- **Text segment**:
====================

# What is the derivative of this function e ^ sin (2x)?

May 7, 2018

$\frac{d}{\mathrm{dx}} \left({e}^{\sin} \left(2 x\right)\right) = 2 {e}^{\sin} \left(2 x\right) \cos \left(2 x\right)$

#### Explanation:

Using the chain rule with $y = \sin t$ and $t = 2 x$ we have:

${e}^{\sin} \left(2 x\right) = {e}^{y}$

$\frac{d}{\mathrm{dx}} \left({e}^{\sin} \left(2 x\right)\right) = \frac{d}{\mathrm{dy}} \left({e}^{y}\right) \cdot \frac{\mathrm{dy}}{\mathrm{dx}} = {e}^{y} \cdot \frac{\mathrm{dy}}{\mathrm{dx}}$

and similary:

$\frac{\mathrm{dy}}{\mathrm{dx}} = \frac{d}{\mathrm{dx}} \sin t = \frac{d}{\mathrm{dt}} \sin t \cdot \frac{\mathrm{dt}}{\mathrm{dx}} = \cos t \cdot \frac{\mathrm{dt}}{\mathrm{dx}}$

and finally:

$\frac{\mathrm{dt}}{\mathrm{dx}} = \frac{d}{\mathrm{dx}} \left(2 x\right) = 2$

Putting it together:

$\frac{d}{\mathrm{dx}} \left({e}^{\sin} \left(2 x\right)\right) = 2 {e}^{\sin} \left(2 x\right) \cos \left(2 x\right)$

May 7, 2018

$2 {e}^{\sin 2 x} \cos 2 x$

#### Explanation:

Given: ${e}^{\sin 2 x}$.

====================

- **Task to carry out**: Which rule does the first explanation on the derivative page above use?

- **Data section**:
====================

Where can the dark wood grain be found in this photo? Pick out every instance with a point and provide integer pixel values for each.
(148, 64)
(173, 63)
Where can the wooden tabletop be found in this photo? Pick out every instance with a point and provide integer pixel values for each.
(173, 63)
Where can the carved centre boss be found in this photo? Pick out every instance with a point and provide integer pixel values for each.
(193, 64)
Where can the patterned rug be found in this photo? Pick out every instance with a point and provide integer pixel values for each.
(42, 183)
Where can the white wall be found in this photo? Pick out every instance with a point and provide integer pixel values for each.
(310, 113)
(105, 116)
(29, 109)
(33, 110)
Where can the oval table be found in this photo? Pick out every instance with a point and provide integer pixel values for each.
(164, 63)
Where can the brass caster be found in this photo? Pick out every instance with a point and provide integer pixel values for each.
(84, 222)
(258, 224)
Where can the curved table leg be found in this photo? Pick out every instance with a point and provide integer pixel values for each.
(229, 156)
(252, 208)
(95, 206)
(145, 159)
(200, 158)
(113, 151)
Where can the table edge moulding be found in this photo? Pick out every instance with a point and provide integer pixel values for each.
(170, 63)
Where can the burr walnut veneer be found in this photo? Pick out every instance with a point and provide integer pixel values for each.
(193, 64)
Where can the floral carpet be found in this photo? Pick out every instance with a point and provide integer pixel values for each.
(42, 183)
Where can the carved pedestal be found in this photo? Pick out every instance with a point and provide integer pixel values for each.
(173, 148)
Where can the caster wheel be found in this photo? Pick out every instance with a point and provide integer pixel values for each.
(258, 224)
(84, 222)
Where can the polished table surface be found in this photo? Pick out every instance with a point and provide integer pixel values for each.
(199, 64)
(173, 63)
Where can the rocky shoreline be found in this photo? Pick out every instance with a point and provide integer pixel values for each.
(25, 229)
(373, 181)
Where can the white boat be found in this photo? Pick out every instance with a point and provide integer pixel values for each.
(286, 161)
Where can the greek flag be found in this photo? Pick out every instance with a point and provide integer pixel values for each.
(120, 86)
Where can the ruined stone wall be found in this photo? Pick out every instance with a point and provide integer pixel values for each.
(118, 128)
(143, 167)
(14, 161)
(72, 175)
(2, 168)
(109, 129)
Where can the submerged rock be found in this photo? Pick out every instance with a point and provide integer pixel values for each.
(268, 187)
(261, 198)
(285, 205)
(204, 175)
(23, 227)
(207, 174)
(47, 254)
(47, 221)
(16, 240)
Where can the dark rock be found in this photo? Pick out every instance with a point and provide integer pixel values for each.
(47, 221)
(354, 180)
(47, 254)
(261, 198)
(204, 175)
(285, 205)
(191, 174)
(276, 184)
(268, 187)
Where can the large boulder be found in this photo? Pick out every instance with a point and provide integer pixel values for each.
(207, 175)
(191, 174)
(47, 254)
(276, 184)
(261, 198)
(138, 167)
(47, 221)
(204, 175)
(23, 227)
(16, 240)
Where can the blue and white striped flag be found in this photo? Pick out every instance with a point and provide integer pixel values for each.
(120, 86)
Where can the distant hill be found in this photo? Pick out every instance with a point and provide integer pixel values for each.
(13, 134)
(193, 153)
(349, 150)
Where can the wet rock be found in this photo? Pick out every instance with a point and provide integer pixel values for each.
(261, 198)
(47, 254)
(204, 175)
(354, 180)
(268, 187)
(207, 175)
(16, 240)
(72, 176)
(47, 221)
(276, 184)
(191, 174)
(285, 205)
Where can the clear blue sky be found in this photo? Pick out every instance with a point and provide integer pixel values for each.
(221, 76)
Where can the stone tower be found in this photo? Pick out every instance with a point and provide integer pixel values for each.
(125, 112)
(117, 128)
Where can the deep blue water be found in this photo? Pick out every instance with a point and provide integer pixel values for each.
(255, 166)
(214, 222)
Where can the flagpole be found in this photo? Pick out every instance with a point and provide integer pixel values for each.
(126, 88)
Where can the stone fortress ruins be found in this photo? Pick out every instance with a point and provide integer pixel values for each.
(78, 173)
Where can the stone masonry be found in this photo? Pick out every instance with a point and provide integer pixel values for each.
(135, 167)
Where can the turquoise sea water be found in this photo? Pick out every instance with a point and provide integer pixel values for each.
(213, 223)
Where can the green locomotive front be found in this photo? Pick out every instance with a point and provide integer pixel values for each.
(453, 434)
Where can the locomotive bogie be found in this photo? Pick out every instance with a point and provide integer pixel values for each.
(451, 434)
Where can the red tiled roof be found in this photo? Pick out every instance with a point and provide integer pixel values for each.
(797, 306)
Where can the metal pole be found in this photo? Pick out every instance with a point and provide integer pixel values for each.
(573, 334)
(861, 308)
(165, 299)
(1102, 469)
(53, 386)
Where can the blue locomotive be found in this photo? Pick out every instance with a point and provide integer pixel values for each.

====================

- **The answer**: The chain rule, with y = sin t and t = 2x.